WRITTEN REQUEST: Please edit the data that opens with the line containing "Place a point on every instance of the pile" and runs through the end, replacing "sofa" with "couch" and changing nothing else.

Named object pointing entries

------------------------------------------------------------

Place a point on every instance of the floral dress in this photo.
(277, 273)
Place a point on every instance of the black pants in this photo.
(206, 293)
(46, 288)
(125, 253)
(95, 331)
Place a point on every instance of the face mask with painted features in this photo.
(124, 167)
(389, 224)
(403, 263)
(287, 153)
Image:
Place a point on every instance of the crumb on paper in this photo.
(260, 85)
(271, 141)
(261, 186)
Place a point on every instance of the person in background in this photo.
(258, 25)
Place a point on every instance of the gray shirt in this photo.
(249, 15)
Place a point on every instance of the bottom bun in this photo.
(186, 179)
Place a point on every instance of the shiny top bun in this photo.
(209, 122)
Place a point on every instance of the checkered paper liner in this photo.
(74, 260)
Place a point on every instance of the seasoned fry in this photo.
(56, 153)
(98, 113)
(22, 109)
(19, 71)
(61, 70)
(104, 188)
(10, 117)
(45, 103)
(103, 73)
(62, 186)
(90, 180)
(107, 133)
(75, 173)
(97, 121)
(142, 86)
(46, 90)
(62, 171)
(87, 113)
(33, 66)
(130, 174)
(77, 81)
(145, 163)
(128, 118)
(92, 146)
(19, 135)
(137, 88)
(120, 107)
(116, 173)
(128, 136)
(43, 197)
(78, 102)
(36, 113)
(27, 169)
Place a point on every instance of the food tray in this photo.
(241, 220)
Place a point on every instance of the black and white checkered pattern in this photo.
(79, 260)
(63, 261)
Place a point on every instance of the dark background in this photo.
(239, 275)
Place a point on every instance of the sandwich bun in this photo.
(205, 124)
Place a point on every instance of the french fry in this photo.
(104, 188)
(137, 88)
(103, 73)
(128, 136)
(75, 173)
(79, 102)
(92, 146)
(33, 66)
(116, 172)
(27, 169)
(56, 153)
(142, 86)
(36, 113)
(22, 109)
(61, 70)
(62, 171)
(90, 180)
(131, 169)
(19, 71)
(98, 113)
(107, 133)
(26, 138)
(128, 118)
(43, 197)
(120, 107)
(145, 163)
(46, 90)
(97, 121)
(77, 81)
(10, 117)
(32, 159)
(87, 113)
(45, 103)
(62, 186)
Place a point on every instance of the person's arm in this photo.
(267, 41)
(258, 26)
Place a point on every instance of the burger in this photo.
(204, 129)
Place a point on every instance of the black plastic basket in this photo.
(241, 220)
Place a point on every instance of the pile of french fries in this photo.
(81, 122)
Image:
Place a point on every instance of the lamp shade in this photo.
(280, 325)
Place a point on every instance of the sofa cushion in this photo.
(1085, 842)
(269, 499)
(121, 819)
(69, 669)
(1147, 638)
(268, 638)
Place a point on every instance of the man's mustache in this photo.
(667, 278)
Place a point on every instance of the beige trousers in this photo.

------------------------------------------------------------

TASK OUTPUT:
Place a point on every instance of the pile of french fries in this photo.
(81, 122)
Image:
Place a point on every instance of the lamp shade in this photo.
(280, 325)
Place a point on every instance of the couch cushion in this photo.
(1085, 842)
(269, 499)
(121, 819)
(69, 669)
(1147, 638)
(268, 638)
Place a point on every instance of the man's mustache in this photo.
(667, 278)
Place a point on every instance of the beige trousers in this photo.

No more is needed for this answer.